▶ [Goal]:
Copy every line of the records below verbatim, keeping their order and format.

▶ [Excerpted records]:
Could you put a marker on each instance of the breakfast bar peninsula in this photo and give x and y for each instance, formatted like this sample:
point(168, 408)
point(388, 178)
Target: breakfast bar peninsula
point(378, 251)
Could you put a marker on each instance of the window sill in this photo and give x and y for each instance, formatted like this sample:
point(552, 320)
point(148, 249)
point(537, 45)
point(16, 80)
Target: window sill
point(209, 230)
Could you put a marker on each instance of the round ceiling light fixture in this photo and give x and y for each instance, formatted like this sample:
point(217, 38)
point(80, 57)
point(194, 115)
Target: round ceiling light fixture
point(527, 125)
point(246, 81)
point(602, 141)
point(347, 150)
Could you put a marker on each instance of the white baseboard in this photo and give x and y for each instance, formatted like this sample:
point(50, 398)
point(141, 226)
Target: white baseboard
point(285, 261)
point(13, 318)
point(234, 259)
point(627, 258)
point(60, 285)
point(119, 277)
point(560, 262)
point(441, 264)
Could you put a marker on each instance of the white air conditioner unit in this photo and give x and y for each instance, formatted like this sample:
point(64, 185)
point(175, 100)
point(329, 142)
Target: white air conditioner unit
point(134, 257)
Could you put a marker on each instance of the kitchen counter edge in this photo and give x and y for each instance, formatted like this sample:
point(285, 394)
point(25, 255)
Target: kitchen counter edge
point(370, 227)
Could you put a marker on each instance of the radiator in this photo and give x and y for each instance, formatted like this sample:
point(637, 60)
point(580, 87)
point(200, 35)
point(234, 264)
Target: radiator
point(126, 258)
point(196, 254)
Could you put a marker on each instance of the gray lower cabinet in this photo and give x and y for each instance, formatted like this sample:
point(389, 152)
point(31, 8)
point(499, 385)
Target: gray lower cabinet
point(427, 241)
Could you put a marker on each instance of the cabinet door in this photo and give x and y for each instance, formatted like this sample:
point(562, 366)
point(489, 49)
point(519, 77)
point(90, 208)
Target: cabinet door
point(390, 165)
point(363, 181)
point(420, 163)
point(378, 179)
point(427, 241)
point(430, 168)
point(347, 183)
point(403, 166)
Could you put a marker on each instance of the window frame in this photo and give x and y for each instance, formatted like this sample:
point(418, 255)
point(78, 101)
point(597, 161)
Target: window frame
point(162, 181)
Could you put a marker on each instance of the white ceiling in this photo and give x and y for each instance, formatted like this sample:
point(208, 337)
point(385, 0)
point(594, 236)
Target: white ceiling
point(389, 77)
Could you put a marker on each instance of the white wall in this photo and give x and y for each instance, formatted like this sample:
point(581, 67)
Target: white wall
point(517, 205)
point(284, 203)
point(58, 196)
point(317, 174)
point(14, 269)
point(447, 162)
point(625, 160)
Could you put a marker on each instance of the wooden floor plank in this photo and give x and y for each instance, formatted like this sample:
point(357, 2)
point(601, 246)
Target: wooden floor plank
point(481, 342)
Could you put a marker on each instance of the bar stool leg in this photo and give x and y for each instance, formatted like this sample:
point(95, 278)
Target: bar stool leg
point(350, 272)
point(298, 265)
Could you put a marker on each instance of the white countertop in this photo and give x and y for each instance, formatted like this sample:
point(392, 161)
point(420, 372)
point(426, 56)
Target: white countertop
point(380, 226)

▶ [Response]:
Could you put a marker on each instance of the breakfast bar peninsula in this photo and give x and y for each instance, formatted like this sample:
point(168, 408)
point(388, 178)
Target: breakfast bar peninsula
point(378, 251)
Could you put a marker on each instance of the window sill in this photo and give x and y for each instance, formatted like this sample:
point(552, 320)
point(148, 249)
point(537, 45)
point(16, 80)
Target: window sill
point(209, 230)
Could you put a marker on each instance of the round ceiling light fixture in this photo and give x and y for each instance, formatted like this sample:
point(217, 38)
point(80, 57)
point(194, 115)
Target: round ceiling light fixture
point(527, 125)
point(246, 81)
point(602, 141)
point(347, 150)
Could you put a marker on each instance of the white baseboard in this photo and give x and y for each instance, formatted like this sample:
point(50, 398)
point(141, 226)
Target: white baseboard
point(285, 261)
point(13, 318)
point(234, 259)
point(627, 258)
point(60, 285)
point(119, 277)
point(560, 262)
point(441, 264)
Could you put a marker on each instance of the white air conditioner unit in this photo and give x and y for each instance, formatted like this sample:
point(64, 185)
point(175, 100)
point(329, 142)
Target: white air conditioner unit
point(134, 257)
Could you put a marker on each instance of the kitchen counter edge in this photo and give x and y for each instance, formatted like this sample:
point(285, 394)
point(25, 255)
Target: kitchen counter edge
point(370, 227)
Could you put a marker on each instance of the radiator in this photo and give x and y for each instance, formatted like this sample:
point(637, 60)
point(580, 87)
point(200, 35)
point(234, 264)
Target: radiator
point(126, 258)
point(196, 254)
Could you put a marker on each instance of the gray lower cabinet in this photo and give x and y for each instance, formatted like this sample:
point(389, 152)
point(31, 8)
point(499, 385)
Target: gray lower cabinet
point(427, 241)
Could you put a marker on each instance of the cabinet door in this photo and give x and y for each instance, formatted like this sample:
point(562, 366)
point(489, 49)
point(519, 77)
point(90, 208)
Target: cabinet door
point(390, 165)
point(363, 181)
point(420, 163)
point(378, 179)
point(427, 241)
point(430, 168)
point(347, 183)
point(403, 166)
Could you put a marker on each instance of the window frame in this photo and give x and y for each instance, formatted like this sample:
point(418, 255)
point(78, 101)
point(597, 161)
Target: window frame
point(162, 181)
Could you put a marker on each instance of the white ceiling in this photo and give x and y for each instance, formatted like this sample:
point(208, 337)
point(385, 0)
point(594, 236)
Target: white ceiling
point(389, 77)
Could you put a marker on each instance of the white wall in this photo and give x and y for each instance, formatted like this sample:
point(581, 67)
Target: white wall
point(517, 205)
point(284, 203)
point(58, 196)
point(317, 174)
point(14, 269)
point(447, 162)
point(625, 160)
Could you put a marker on each instance of the wooden floor plank in this photo and give x and y for each instance, formatted like this sample:
point(357, 2)
point(601, 246)
Target: wooden floor plank
point(481, 342)
Could you put a marker on each instance of the bar stool leg in this photo and give x and y for each instance, formatted like this sample:
point(95, 278)
Target: bar stool leg
point(350, 272)
point(298, 265)
Could you put a marker on each instance of the white countertop in this photo and give x and y for each instance, formatted like this sample:
point(392, 161)
point(420, 372)
point(426, 56)
Target: white countertop
point(380, 226)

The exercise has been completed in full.